**SOURCE EXTRACT:**
• • • • • • •
This lack of governmental accountability became clear to me when a county administrator told me the County was adopting a trendy private sector efficiency tool called “Lean Six Sigma” (not to be confused with the burdensome SGMA all of us in California agriculture are familiar with). The general concept of this efficiency tool is to streamline processes, eliminate waste, and lower costs. Knowing that employee costs are by far the biggest cost of government, I asked the administrator if this policy would result in the elimination of positions or government employees. Paraphrasing his response, he explained that, no, we can’t really eliminate positions or employees due to union rules. I realized that without the ability to address the costliest part of government, the adoption of a catchy phrase to portray efficiency was for the most part bull excrement, and this is coming from someone trained in the field of spotting bull excrement. It should draw to our attention that we need to be very aggressive fighting government growth because bureaucrats and officials lack the ability or will to rein it in. 

What if we could set politics aside and just analyze burdensome government programs based on their effectiveness of executing their intended purpose? This is an article not a book so I will just use some examples, and I am sure any reader that has dipped their toe in agriculture or any private sector business could come up with a long list of government bureaucracies or regulations that, besides being burdensome and costly, have showed epic failure measured against their intended purpose.
• • • • • • •
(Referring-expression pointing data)
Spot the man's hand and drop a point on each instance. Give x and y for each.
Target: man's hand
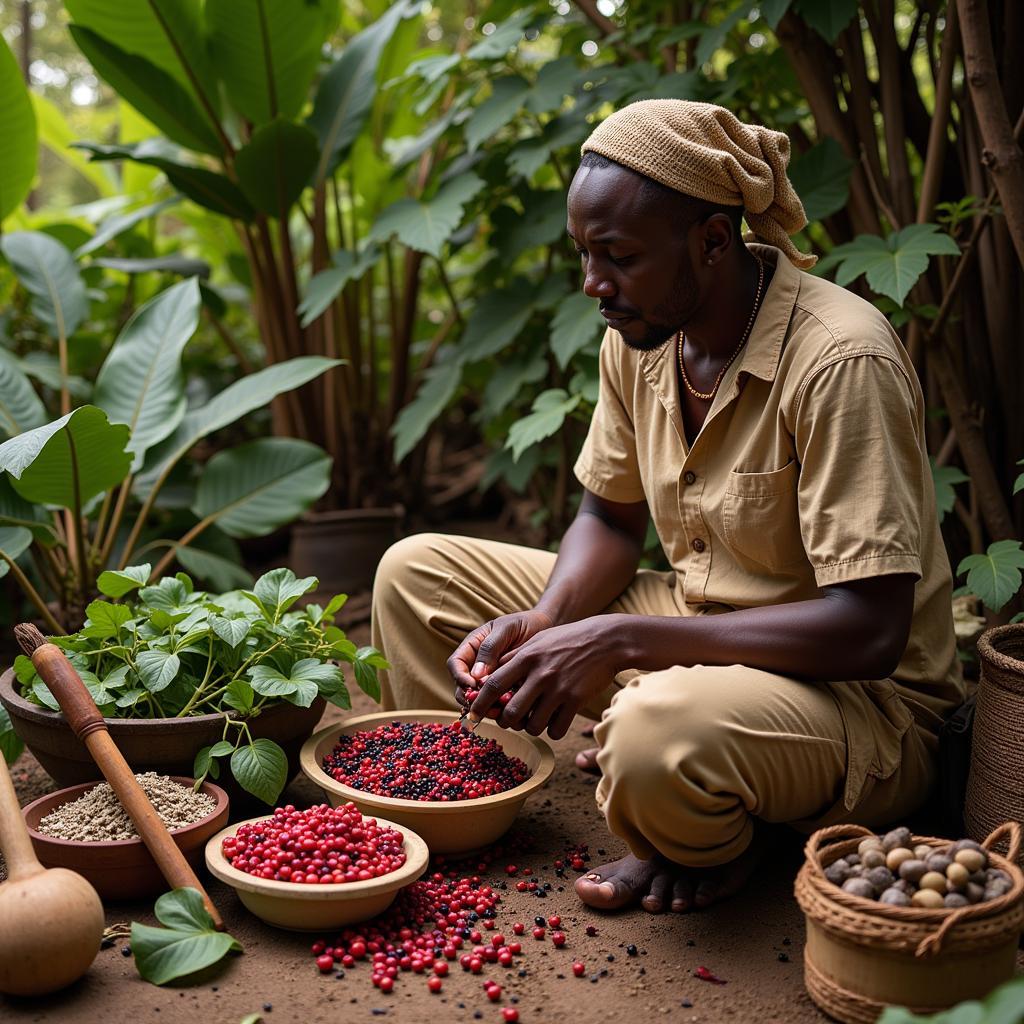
(557, 671)
(483, 649)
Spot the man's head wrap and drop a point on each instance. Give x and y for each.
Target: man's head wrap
(706, 152)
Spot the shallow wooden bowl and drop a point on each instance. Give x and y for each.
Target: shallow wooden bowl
(312, 908)
(124, 868)
(455, 826)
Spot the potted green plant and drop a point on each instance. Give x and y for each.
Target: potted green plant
(192, 682)
(87, 492)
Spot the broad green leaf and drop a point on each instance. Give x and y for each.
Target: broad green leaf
(17, 128)
(56, 135)
(14, 541)
(995, 576)
(70, 461)
(117, 583)
(573, 327)
(278, 590)
(266, 52)
(548, 415)
(240, 695)
(188, 943)
(157, 669)
(140, 382)
(325, 287)
(236, 400)
(821, 177)
(183, 266)
(275, 164)
(20, 408)
(556, 80)
(507, 97)
(826, 17)
(260, 768)
(105, 620)
(944, 478)
(435, 392)
(48, 272)
(426, 226)
(207, 188)
(10, 744)
(251, 489)
(495, 323)
(121, 222)
(154, 92)
(507, 35)
(231, 631)
(346, 91)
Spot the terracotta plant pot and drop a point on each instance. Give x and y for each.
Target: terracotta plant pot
(343, 548)
(124, 868)
(167, 745)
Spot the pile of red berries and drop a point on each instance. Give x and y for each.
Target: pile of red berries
(424, 761)
(317, 846)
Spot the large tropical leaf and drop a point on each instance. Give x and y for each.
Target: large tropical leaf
(17, 128)
(253, 488)
(266, 51)
(426, 226)
(821, 177)
(20, 408)
(49, 273)
(121, 222)
(574, 325)
(153, 91)
(209, 189)
(274, 166)
(236, 400)
(56, 135)
(346, 91)
(14, 541)
(69, 461)
(140, 382)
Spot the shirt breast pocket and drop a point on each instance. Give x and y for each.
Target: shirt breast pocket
(761, 517)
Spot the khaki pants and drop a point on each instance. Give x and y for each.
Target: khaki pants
(689, 756)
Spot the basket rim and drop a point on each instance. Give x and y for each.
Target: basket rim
(906, 914)
(988, 650)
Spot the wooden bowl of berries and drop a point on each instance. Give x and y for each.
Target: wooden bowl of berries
(317, 868)
(460, 791)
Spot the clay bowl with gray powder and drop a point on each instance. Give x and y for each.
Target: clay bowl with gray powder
(122, 868)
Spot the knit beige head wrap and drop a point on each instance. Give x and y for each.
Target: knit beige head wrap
(706, 152)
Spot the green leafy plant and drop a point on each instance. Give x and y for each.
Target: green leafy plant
(167, 650)
(187, 942)
(1003, 1006)
(86, 492)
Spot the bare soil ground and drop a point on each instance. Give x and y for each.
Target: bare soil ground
(754, 942)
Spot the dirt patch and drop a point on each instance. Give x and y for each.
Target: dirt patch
(755, 942)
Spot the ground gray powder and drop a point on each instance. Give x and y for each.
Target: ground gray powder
(97, 815)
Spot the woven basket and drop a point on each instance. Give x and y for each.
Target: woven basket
(995, 783)
(862, 955)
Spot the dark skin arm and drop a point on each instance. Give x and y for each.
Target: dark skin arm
(855, 630)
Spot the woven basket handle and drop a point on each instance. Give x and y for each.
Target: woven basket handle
(818, 839)
(1011, 828)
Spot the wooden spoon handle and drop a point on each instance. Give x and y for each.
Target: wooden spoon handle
(14, 841)
(88, 724)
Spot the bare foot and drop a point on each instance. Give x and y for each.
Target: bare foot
(659, 885)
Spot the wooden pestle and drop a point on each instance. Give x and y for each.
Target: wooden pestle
(86, 722)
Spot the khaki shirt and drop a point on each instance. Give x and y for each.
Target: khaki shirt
(810, 470)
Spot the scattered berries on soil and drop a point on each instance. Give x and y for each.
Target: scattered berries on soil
(426, 761)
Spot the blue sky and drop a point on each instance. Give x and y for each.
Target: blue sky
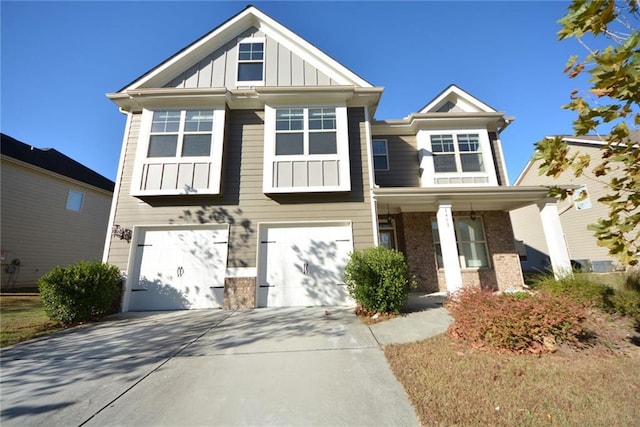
• • • • • • •
**TASK STATEMENT:**
Quote everything from "What if we could" down to "their intended purpose." in the article on government accountability above.

**TASK RESULT:**
What if we could set politics aside and just analyze burdensome government programs based on their effectiveness of executing their intended purpose? This is an article not a book so I will just use some examples, and I am sure any reader that has dipped their toe in agriculture or any private sector business could come up with a long list of government bureaucracies or regulations that, besides being burdensome and costly, have showed epic failure measured against their intended purpose.